[TEXT TO READ]
Ph.D. candidate
Department of Computer Science
Worcester Polytechnic Institute
Office: Fuller Lab 319
Phone: 508-831-5857
Fax: 508-831-5776
E-Mail: samanwei 'at' wpi.edu
|
Mingzhu Wei Ph.D. candidate Department of Computer Science Worcester Polytechnic Institute Office: Fuller Lab 319 Phone: 508-831-5857 Fax: 508-831-5776 E-Mail: samanwei 'at' wpi.edu |
| [HOME] | [RESEARCH INTERESTS] | [DISSERTATION] | [RESEARCH EXPERIENCE] | [INTERN EXPERIENCE] | [PUBLICATIONS] |
Biography
I am a Ph.D. candidate in Department of Computer Science at Worcester Polytechnic Institute. My advisor is Prof. Elke A. Rundensteiner. I received my B.S. and M.S. degree in Computer Science from University of Science and Technology Beijing. I joined Department of Computer Science at WPI for a Ph.D. in 2004.
My research field is in stream query processing, especially in approximate query processing in XML streams. I have also worked in the area of recursive XQuery processing over XML streams and complex event processing. My Ph.D. dissertation title is Continuously Providing Approximate Results under Limited Resources: Load Shedding and Data Spilling in XML Streams
| Research interests: |
| Dissertation |
Because of the high volume and unpredictable arrival rates, stream processing systems may not always be able to keep up with the input data streams - resulting in buffer overflow and uncontrolled loss of data. To tackle this problem, my dissertation is focusing on continuously supplying online results through load shedding and load spilling in the context of XML stream systems.

[DATASET RECORDS]

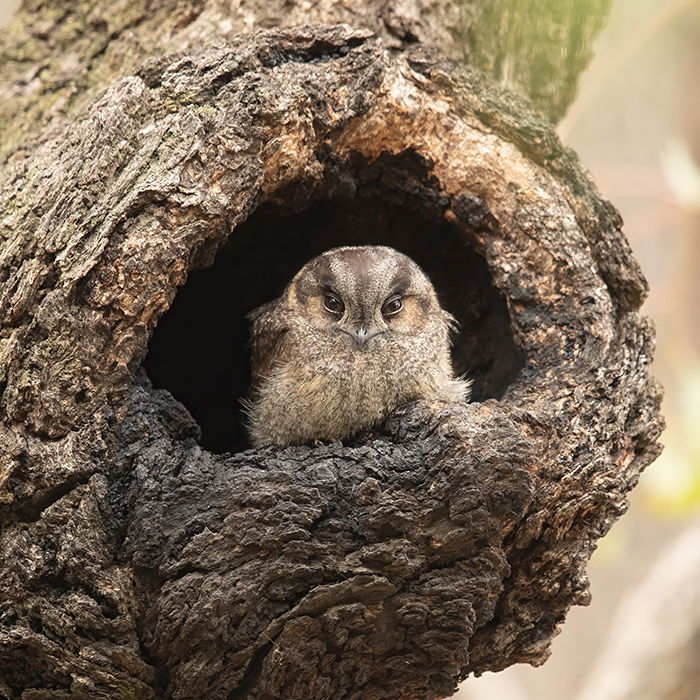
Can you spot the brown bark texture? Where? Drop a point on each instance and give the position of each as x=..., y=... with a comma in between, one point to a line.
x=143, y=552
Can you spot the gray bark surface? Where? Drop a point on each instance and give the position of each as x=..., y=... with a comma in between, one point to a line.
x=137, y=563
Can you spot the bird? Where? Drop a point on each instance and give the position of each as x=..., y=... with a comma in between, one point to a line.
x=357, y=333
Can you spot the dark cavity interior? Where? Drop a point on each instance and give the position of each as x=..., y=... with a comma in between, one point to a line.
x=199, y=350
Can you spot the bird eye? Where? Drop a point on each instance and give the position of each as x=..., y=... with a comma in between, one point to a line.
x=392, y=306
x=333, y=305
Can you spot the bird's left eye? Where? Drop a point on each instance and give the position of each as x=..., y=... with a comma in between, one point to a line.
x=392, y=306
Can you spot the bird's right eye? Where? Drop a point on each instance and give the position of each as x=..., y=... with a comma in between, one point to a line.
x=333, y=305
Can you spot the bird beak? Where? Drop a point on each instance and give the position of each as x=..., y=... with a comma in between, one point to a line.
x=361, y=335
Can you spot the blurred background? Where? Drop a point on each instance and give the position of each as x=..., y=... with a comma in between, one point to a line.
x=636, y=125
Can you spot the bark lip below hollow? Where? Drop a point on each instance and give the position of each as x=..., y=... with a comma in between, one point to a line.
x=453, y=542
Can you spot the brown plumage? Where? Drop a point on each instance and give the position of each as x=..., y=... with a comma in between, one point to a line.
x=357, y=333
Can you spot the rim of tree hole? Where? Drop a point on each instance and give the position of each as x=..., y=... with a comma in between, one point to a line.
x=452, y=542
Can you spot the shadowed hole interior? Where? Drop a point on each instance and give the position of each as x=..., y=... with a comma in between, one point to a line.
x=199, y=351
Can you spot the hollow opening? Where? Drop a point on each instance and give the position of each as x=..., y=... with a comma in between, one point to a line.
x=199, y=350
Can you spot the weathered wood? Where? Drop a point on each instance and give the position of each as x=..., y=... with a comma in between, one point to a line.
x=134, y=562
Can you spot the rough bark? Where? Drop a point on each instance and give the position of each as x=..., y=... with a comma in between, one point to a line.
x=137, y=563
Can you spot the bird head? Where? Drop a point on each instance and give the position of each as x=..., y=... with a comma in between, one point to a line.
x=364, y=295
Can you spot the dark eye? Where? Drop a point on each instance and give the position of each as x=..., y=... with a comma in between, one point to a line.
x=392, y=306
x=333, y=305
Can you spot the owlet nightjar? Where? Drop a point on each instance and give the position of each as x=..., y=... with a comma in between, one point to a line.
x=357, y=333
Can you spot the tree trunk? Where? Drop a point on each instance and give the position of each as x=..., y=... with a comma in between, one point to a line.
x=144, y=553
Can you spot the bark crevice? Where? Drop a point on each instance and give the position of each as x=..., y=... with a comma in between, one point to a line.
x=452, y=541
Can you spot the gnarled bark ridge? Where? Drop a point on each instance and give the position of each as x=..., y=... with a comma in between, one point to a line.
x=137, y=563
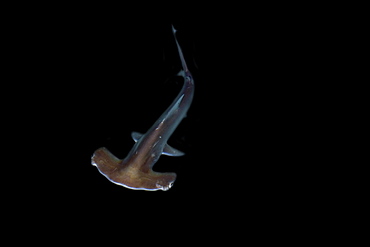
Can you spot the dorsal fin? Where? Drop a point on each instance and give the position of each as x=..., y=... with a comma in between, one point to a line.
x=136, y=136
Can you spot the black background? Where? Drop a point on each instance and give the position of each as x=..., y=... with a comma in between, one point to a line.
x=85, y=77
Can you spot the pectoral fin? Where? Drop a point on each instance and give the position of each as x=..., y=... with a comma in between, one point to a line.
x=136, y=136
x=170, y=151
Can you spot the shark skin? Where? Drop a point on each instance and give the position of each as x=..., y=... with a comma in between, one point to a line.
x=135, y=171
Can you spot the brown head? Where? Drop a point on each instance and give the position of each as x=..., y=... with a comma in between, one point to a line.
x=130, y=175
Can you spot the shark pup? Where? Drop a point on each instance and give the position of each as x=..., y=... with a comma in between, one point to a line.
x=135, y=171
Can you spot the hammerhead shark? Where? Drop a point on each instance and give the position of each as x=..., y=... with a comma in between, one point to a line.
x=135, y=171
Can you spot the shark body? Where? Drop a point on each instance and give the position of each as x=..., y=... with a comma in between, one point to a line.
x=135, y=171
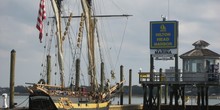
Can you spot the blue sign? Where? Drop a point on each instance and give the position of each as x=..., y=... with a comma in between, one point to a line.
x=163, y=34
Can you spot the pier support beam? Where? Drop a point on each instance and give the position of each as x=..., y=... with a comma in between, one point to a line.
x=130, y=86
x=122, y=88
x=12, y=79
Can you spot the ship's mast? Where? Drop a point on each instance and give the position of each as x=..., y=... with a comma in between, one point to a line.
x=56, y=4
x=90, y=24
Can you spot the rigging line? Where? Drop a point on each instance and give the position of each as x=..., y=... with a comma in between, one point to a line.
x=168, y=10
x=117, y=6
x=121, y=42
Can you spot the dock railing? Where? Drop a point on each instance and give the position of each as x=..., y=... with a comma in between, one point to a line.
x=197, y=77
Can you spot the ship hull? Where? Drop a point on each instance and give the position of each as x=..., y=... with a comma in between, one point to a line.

[WRITTEN EXERCISE] According to the academic profile page, who is Mingzhu Wei's Ph.D. advisor?

[ANSWER TO THIS EXERCISE] Prof. Elke A. Rundensteiner